# Request 1
Output every line of the listing that follows the winter driving text as a JSON list of strings, one string per line, skipping blank lines. Leave out the pictures.

--

For almost a decade I lived along one of the BC roads featured in the reality show “Highway through Hell”, and it seems they need to switch their filming location and focus on the roads and drivers of this otherwise wonderfully enjoyable city. Here are some tips for you select loco local drivers from a west coaster who has regularly driven through hell’s highway.

1. Buy winter tires even if it isn’t mandatory. I tried to rent a car my last visit and was shocked that only one company offered them at an additional charge because it ‘wasn’t mandatory’. Does it really take a law, a costly accident or worse, a life, for winter tires to be obvious in this weather? Be responsible and get them on your vehicle in early October.

2. Drive relative to the weather conditions. Heavy rain? Slow down, leave extra space and use your headlights. Snow or icy conditions? Slow down, leave extra space and use your headlights. Heavy fog? You get the picture.

3. Don’t drive. Plan ahead! Read the weather report and when it looks to be bad top up with groceries, fuel your vehicle and stay at home until the roads are safer. Mid blizzard is not the time to run out of TP.

--

# Request 2
Print a passage from the winter driving text, beginning at the words "For almost a" and stopping after "in early October.".

Extracted data entries:
--

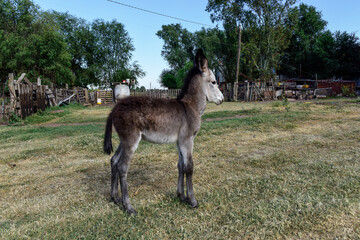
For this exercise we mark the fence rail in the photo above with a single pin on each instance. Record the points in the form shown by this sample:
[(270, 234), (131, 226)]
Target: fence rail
[(157, 93)]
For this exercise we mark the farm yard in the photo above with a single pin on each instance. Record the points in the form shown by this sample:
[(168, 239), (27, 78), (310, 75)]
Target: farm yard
[(261, 171)]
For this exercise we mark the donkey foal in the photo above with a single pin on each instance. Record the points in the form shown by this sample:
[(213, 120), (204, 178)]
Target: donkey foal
[(161, 121)]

--

# Complete response 1
[
  "For this exercise we mark the fence rail in the photo above with a single pin on each instance. Record the points in the form shown by this sample:",
  "[(270, 234), (131, 226)]",
  "Target: fence rail",
  "[(157, 93)]",
  "For this exercise we mark the farm yard in the photo above with a single pin on each instance. Record the points in the form shown by this sample:",
  "[(168, 239), (27, 78), (310, 75)]",
  "Target: farm yard",
  "[(261, 171)]",
  "For this exercise we mark the donkey foal in the photo above with a single pin on each instance. Record the points in the form shown by this sample:",
  "[(213, 120), (204, 178)]",
  "Target: donkey foal",
  "[(161, 121)]"
]

# Complete response 2
For almost a decade I lived along one of the BC roads featured in the reality show “Highway through Hell”, and it seems they need to switch their filming location and focus on the roads and drivers of this otherwise wonderfully enjoyable city. Here are some tips for you select loco local drivers from a west coaster who has regularly driven through hell’s highway.

1. Buy winter tires even if it isn’t mandatory. I tried to rent a car my last visit and was shocked that only one company offered them at an additional charge because it ‘wasn’t mandatory’. Does it really take a law, a costly accident or worse, a life, for winter tires to be obvious in this weather? Be responsible and get them on your vehicle in early October.